═══ Data supplied

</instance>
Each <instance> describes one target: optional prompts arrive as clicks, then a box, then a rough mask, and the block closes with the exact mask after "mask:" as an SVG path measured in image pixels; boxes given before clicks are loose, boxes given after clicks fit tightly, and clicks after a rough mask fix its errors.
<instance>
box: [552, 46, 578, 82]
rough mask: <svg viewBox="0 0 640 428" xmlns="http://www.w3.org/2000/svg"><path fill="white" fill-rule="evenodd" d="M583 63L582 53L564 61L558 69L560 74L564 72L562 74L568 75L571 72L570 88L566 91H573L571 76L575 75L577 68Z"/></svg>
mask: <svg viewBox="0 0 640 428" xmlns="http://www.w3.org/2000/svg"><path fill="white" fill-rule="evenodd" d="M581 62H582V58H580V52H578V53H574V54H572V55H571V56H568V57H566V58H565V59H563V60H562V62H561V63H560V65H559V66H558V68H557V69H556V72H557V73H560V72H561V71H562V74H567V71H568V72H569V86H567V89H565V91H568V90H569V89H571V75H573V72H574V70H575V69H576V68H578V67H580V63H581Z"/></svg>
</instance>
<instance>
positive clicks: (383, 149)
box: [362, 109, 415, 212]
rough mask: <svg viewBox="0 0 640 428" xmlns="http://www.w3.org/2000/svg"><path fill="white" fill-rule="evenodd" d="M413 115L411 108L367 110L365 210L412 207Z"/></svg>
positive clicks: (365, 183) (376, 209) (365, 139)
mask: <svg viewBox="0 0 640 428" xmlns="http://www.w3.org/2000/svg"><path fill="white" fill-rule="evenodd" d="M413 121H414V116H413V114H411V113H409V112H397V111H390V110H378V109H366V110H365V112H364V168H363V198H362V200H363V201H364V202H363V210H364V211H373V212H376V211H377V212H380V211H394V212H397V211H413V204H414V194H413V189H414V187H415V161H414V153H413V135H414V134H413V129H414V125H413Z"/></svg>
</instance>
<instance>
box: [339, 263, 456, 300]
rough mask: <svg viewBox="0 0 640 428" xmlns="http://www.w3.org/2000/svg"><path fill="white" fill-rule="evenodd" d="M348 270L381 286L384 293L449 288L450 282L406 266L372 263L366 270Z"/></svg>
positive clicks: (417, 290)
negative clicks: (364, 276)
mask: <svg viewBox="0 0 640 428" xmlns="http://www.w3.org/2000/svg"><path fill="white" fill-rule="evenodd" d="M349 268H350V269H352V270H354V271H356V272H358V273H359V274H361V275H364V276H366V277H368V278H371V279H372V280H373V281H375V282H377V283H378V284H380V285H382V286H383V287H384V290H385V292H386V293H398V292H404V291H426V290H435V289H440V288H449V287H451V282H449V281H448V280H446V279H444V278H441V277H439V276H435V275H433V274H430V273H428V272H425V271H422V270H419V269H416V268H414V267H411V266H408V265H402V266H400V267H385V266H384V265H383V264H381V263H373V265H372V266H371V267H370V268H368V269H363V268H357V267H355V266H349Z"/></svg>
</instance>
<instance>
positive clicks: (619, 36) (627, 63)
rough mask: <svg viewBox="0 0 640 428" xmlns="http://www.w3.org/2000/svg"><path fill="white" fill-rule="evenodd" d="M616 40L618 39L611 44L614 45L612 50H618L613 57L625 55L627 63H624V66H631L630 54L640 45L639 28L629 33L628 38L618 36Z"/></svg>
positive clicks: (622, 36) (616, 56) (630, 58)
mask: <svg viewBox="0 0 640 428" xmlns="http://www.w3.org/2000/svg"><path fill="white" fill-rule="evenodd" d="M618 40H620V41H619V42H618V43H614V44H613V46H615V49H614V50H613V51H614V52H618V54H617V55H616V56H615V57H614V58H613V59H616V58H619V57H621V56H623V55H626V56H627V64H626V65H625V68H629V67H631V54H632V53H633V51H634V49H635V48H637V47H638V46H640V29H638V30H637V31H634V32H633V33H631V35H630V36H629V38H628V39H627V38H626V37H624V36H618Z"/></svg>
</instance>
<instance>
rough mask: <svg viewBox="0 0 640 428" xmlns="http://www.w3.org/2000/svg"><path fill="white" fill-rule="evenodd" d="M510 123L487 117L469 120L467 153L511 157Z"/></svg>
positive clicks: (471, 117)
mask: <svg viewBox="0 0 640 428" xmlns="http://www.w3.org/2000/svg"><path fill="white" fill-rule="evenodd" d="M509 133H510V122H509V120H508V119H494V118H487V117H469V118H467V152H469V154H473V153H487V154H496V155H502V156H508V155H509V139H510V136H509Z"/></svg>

══════

## Exercise:
Give back the complete data, each line unchanged.

## Response to the exercise:
</instance>
Each <instance> describes one target: optional prompts arrive as clicks, then a box, then a rough mask, and the block closes with the exact mask after "mask:" as an SVG path measured in image pixels; boxes given before clicks are loose, boxes given after clicks fit tightly, and clicks after a rough mask fix its errors.
<instance>
box: [552, 46, 578, 82]
rough mask: <svg viewBox="0 0 640 428" xmlns="http://www.w3.org/2000/svg"><path fill="white" fill-rule="evenodd" d="M583 63L582 53L564 61L558 69L560 74L564 72L562 74L568 75L571 72L570 88L566 91H573L571 76L575 75L577 68Z"/></svg>
mask: <svg viewBox="0 0 640 428" xmlns="http://www.w3.org/2000/svg"><path fill="white" fill-rule="evenodd" d="M581 62H582V58H580V52H578V53H574V54H572V55H571V56H568V57H566V58H565V59H563V60H562V62H561V63H560V65H559V66H558V68H557V69H556V72H557V73H560V72H561V71H562V74H567V71H568V72H569V86H567V89H565V91H568V90H569V89H571V75H573V72H574V70H575V69H576V68H578V67H580V63H581Z"/></svg>
</instance>
<instance>
positive clicks: (383, 149)
box: [362, 109, 415, 212]
rough mask: <svg viewBox="0 0 640 428" xmlns="http://www.w3.org/2000/svg"><path fill="white" fill-rule="evenodd" d="M413 115L411 108L367 110L365 210L412 207Z"/></svg>
positive clicks: (365, 183) (376, 209) (365, 139)
mask: <svg viewBox="0 0 640 428" xmlns="http://www.w3.org/2000/svg"><path fill="white" fill-rule="evenodd" d="M413 121H414V116H413V114H411V113H409V112H397V111H390V110H378V109H366V110H365V112H364V168H363V198H362V200H363V201H364V202H363V210H364V211H373V212H376V211H377V212H380V211H394V212H397V211H413V204H414V194H413V189H414V187H415V161H414V153H413V135H414V134H413V129H414V125H413Z"/></svg>
</instance>
<instance>
box: [339, 263, 456, 300]
rough mask: <svg viewBox="0 0 640 428" xmlns="http://www.w3.org/2000/svg"><path fill="white" fill-rule="evenodd" d="M348 270L381 286L384 293L449 288L450 282L406 266L372 263L366 270Z"/></svg>
positive clicks: (417, 290)
negative clicks: (364, 276)
mask: <svg viewBox="0 0 640 428" xmlns="http://www.w3.org/2000/svg"><path fill="white" fill-rule="evenodd" d="M349 268H350V269H352V270H354V271H356V272H358V273H359V274H361V275H364V276H366V277H368V278H371V279H372V280H373V281H375V282H377V283H378V284H380V285H382V286H383V287H384V290H385V292H386V293H398V292H404V291H426V290H435V289H440V288H449V287H451V282H449V281H448V280H446V279H444V278H441V277H439V276H435V275H433V274H430V273H428V272H425V271H422V270H419V269H416V268H414V267H411V266H408V265H402V266H400V267H385V266H384V265H383V264H381V263H373V265H372V266H371V267H370V268H368V269H363V268H357V267H355V266H349Z"/></svg>
</instance>
<instance>
positive clicks: (619, 36) (627, 63)
rough mask: <svg viewBox="0 0 640 428" xmlns="http://www.w3.org/2000/svg"><path fill="white" fill-rule="evenodd" d="M616 40L618 39L611 44L614 45L612 50H618L613 57L625 55L627 63H624V66H631L630 54L640 45L639 28L629 33L628 38L618 36Z"/></svg>
positive clicks: (622, 36) (616, 56) (630, 58)
mask: <svg viewBox="0 0 640 428" xmlns="http://www.w3.org/2000/svg"><path fill="white" fill-rule="evenodd" d="M618 40H620V41H619V42H618V43H614V44H613V46H615V49H614V50H613V51H614V52H618V54H617V55H616V56H615V57H614V58H613V59H616V58H619V57H621V56H623V55H626V56H627V64H626V65H625V68H629V67H631V54H632V53H633V51H634V49H635V48H637V47H638V46H640V29H638V30H637V31H634V32H633V33H631V35H630V36H629V38H628V39H627V38H626V37H624V36H618Z"/></svg>
</instance>
<instance>
rough mask: <svg viewBox="0 0 640 428" xmlns="http://www.w3.org/2000/svg"><path fill="white" fill-rule="evenodd" d="M510 123L487 117L469 120L467 153L511 157Z"/></svg>
positive clicks: (471, 117)
mask: <svg viewBox="0 0 640 428" xmlns="http://www.w3.org/2000/svg"><path fill="white" fill-rule="evenodd" d="M509 133H510V122H509V120H508V119H494V118H487V117H469V118H467V152H469V154H473V153H487V154H496V155H502V156H508V155H509V139H510V136H509Z"/></svg>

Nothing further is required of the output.